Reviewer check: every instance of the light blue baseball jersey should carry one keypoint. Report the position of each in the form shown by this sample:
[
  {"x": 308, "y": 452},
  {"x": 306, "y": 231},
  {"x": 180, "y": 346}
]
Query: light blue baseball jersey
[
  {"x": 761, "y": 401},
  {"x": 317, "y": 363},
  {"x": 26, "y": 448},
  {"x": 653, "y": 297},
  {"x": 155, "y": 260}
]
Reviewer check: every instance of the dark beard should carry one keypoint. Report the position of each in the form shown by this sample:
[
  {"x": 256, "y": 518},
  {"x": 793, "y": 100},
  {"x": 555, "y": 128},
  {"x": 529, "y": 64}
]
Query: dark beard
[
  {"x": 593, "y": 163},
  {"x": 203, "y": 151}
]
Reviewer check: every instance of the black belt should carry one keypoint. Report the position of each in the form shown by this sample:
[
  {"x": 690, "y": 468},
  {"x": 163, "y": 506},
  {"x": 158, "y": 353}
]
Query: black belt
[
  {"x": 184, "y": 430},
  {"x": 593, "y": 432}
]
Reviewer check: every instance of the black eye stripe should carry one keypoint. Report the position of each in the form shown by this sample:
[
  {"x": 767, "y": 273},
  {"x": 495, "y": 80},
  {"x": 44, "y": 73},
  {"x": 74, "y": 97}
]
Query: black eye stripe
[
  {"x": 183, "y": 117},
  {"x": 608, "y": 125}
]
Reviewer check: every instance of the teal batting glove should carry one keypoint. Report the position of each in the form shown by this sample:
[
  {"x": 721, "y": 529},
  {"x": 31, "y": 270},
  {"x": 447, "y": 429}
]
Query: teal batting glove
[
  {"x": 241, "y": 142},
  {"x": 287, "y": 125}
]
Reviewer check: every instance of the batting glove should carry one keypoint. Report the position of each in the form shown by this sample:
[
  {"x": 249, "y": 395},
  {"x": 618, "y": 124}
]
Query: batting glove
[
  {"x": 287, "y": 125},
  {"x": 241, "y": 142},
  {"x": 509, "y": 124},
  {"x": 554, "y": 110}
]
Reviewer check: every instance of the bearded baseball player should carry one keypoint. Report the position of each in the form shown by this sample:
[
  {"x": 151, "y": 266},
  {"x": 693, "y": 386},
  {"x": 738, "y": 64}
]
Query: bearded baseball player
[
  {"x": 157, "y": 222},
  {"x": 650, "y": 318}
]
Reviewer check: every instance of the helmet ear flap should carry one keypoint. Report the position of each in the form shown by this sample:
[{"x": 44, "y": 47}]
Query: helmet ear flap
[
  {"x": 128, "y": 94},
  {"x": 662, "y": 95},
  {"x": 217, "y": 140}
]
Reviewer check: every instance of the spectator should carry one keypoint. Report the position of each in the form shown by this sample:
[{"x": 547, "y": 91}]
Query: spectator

○ ○ ○ ○ ○

■ Given request ■
Reproduce every one of the entries above, swapping "keypoint" for "marker" at each occurrence and keeping everything else the same.

■ Written solution ■
Reviewer check: every instance of the light blue baseball jersey should carry one marker. Report the position of each in the form shown by this sample:
[
  {"x": 308, "y": 452},
  {"x": 306, "y": 231},
  {"x": 180, "y": 346}
]
Query: light blue baseball jersey
[
  {"x": 761, "y": 401},
  {"x": 317, "y": 363},
  {"x": 26, "y": 448},
  {"x": 653, "y": 297},
  {"x": 155, "y": 260}
]
Reviewer check: every instance of the dark beard should carry one marker. Report the position of each in the form shown by this sample:
[
  {"x": 256, "y": 518},
  {"x": 793, "y": 100},
  {"x": 555, "y": 128},
  {"x": 529, "y": 64}
]
Query: dark beard
[
  {"x": 593, "y": 163},
  {"x": 203, "y": 151}
]
Reviewer check: every instance of the black belt should carry one marker. Report the position of each in the form shown by this sample:
[
  {"x": 690, "y": 468},
  {"x": 163, "y": 506},
  {"x": 158, "y": 353}
]
Query: black belt
[
  {"x": 184, "y": 430},
  {"x": 593, "y": 432}
]
Reviewer check: every instance of the black eye stripe should carry one marker. Report the position of each in the form shown by this sample:
[
  {"x": 767, "y": 273},
  {"x": 495, "y": 80},
  {"x": 44, "y": 73},
  {"x": 74, "y": 97}
]
Query: black eye stripe
[
  {"x": 183, "y": 117},
  {"x": 608, "y": 125}
]
Reviewer check: every instance of the teal batting glove should carry one marker. Report the position of each in the form shown by this sample:
[
  {"x": 721, "y": 529},
  {"x": 31, "y": 270},
  {"x": 447, "y": 429}
]
Query: teal batting glove
[
  {"x": 241, "y": 142},
  {"x": 287, "y": 125}
]
Reviewer check: every instance of the batting glove should carry one marker. Report the position of each in the form shown by this sample:
[
  {"x": 249, "y": 395},
  {"x": 618, "y": 124}
]
Query: batting glove
[
  {"x": 287, "y": 125},
  {"x": 241, "y": 142},
  {"x": 509, "y": 124},
  {"x": 554, "y": 110}
]
Reviewer check: every instance of the bearded baseball player should carry one marker. Report the position of each in the form shown by this sample:
[
  {"x": 151, "y": 266},
  {"x": 693, "y": 386},
  {"x": 738, "y": 64}
]
Query: bearded baseball player
[
  {"x": 157, "y": 222},
  {"x": 650, "y": 318}
]
Reviewer check: every instance of the helmet ear flap should carry one marker. Report the position of each in the form shown by this sample:
[{"x": 44, "y": 47}]
Query: helmet ear flap
[
  {"x": 128, "y": 94},
  {"x": 662, "y": 95},
  {"x": 217, "y": 140}
]
Reviewer check: every instance of the spectator should carry one marker. Report the position of each in the form shown by this sample:
[{"x": 547, "y": 91}]
Query: spectator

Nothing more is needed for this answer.